● DOCUMENT SECTION
* * * * * * * * *

Duke University biomedical engineers created fully functional human muscle from stem cells for the first time, according to a new study. This landmark advancement opens up new avenues for the treatment of conditions related to muscle degeneration, such as Charcot-Marie-Tooth disease.
The study, “Engineering Human Pluripotent Stem Cells Into a Functional Skeletal Muscle Tissue,” appeared in Nature Communications.
Scientists used induced pluripotent stem cells, which can be generated from adult skin or blood cells. The primordial cells are called pluripotent because they can potentially produce any cell or tissue in the body.
The findings add to a 2015 study from the same research team that showed growth of the first working human muscle from cells collected from muscle biopsies. These cells were already beyond the stem cell stage, but were not mature muscle fibers yet.
“Starting with pluripotent stem cells that are not muscle cells, but can become all existing cells in our body, allows us to grow an unlimited number of [muscle-derived] progenitor cells,” Nenad Bursac, a professor of biomedical engineering and the study’s senior author, said in a press release. “These progenitor cells resemble adult muscle stem cells called ‘satellite cells’ that can theoretically grow an entire muscle starting from a single cell.”
Upon stimulation with a molecule called Pax7, the stem cells started transforming into muscle. They first became very similar to adult muscle stem cells, which are intermediate cells before generation of functioning skeletal muscle. Bursac’s team was the first to be successful in this last step.
“It’s taken years of trial and error, making educated guesses and taking baby steps to finally produce functioning human muscle from pluripotent stem cells,” Lingjun Rao, the study’s first author, said. “What made the difference are our unique cell culture conditions and 3-D matrix, which allowed cells to grow and develop much faster and longer than the 2-D culture approaches that are more typically used,”
When the muscle generation was at full-speed, the scientists stopped providing Pax7 and created the appropriate support and nourishment conditions the cells needed to fully mature.

* * * * * * * * *

[Natural language descriptions of regions]
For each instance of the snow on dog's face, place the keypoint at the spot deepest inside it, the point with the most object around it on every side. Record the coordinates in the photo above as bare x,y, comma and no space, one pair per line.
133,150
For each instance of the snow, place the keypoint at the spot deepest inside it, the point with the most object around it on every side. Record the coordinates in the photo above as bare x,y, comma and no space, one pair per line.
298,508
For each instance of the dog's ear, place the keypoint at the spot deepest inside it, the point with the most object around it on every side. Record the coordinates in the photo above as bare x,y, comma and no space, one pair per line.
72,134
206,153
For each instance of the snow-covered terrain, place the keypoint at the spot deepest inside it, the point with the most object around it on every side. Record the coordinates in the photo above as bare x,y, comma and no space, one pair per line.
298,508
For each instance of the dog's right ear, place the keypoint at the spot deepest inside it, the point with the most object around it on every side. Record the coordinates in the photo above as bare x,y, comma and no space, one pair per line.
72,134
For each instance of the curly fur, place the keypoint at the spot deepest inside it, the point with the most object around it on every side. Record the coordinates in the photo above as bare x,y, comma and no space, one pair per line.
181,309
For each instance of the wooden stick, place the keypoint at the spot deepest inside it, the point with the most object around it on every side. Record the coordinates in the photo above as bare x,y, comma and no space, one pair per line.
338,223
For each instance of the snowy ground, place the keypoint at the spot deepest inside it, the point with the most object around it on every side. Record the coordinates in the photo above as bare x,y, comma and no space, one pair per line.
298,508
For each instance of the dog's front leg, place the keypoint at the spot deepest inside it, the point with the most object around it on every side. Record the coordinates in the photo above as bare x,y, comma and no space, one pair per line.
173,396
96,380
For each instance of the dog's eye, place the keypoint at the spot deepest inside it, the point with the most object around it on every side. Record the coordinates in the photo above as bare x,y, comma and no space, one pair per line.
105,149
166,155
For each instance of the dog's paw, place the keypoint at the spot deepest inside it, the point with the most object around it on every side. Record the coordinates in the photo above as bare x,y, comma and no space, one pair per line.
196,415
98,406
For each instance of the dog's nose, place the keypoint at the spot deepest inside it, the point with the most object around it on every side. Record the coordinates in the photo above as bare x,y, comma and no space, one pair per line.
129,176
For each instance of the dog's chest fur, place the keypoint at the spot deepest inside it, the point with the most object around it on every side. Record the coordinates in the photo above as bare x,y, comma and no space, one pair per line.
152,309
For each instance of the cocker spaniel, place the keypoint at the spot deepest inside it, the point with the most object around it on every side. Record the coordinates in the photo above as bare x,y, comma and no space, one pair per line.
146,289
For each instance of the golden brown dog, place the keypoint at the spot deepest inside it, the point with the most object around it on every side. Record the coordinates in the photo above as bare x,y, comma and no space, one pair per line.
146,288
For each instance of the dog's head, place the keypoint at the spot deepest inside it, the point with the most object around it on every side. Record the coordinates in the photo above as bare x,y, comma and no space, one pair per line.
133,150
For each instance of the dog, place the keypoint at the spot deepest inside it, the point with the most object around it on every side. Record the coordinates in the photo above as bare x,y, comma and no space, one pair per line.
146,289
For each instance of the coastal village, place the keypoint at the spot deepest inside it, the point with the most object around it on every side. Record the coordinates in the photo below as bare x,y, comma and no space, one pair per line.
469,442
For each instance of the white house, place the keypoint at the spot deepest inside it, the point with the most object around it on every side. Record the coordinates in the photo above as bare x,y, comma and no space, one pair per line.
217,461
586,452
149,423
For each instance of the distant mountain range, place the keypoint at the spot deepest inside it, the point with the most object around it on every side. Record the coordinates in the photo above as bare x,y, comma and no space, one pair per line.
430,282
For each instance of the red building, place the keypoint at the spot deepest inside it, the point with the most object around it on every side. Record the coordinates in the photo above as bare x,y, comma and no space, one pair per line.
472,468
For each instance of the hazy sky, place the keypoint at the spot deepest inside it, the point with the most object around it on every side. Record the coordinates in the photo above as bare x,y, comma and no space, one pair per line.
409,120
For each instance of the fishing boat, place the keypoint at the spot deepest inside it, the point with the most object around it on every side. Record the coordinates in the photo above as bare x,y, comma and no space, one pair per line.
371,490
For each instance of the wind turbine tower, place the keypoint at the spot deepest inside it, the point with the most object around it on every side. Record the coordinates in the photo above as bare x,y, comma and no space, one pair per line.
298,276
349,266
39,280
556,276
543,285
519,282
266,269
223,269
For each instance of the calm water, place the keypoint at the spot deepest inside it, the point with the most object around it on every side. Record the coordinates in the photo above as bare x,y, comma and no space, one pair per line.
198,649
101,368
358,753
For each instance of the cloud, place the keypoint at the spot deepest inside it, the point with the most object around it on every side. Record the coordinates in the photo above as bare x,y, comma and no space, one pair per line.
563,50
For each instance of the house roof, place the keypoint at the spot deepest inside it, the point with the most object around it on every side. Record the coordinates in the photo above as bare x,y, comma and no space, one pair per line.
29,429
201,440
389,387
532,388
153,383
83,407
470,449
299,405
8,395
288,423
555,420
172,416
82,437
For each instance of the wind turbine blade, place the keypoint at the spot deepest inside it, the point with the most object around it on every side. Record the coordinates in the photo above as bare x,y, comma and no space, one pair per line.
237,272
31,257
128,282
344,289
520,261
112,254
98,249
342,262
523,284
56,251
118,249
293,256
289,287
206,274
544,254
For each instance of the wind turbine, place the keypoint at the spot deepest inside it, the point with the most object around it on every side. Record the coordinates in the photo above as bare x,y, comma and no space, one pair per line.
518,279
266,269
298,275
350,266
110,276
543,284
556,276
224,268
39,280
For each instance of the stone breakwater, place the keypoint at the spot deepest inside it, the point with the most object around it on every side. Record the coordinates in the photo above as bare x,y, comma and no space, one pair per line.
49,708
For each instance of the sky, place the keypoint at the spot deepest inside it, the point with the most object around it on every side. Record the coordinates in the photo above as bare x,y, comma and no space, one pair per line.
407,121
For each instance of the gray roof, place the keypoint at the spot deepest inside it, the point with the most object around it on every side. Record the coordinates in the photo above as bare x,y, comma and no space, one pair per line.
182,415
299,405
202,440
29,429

* * * * * * * * *

● WHAT TO DO
1. Using the article on stem-cell-grown muscle, decide whether each statement agrees with it: (a) The 2015 study grew working human muscle from cells taken in muscle biopsies. (b) Induced pluripotent stem cells can be generated only from adult skin cells. (c) The scientists kept supplying Pax7 until the cells were fully mature. For each, answer yes or no and quote the deciding words.
2. Write what comes next in the article on stem-cell-grown muscle, picking up after its final sentence.
The records are a separate body of material, apart from the article on stem-cell-grown muscle.

● ANSWERS IN ORDER
1.
(a) Yes: "showed growth of the first working human muscle from cells collected from muscle biopsies"
(b) No: "which can be generated from adult skin or blood cells"
(c) No: "the scientists stopped providing Pax7 and created the appropriate support and nourishment conditions the cells needed to fully mature"

2.
The results showed that the new muscle cells form fully functional fibers that contract and react to external stimuli after two to four weeks of culture.
In addition, the newly-generated muscle fibers were implanted into adult mice, where they were able to survive and function for at least three weeks, with progressive integration into the native tissue. However, the new muscle is not as strong as native muscle tissue. The researchers are now attempting to generate more robust muscles.
The stem cell-derived muscle fibers do, however, develop reservoirs of “satellite-like cells,” which are required for the repair of healthy muscles. This ability, as well as a far superior generation of muscle cells, are advantages over the 2015 method.
Besides a significant boost in the growth of muscle cells, using stem cells may also enable a series of therapies for muscle-related diseases. It may also help create tailored models of rare muscle diseases, such as CMT and muscle dystrophies, to develop efficient medications.
“The prospect of studying rare diseases is especially exciting for us,” Bursac said. “With this technique, we can just take a small sample of non-muscle tissue, like skin or blood, revert the obtained cells to a pluripotent state, and eventually grow an endless amount of functioning muscle fibers to test.”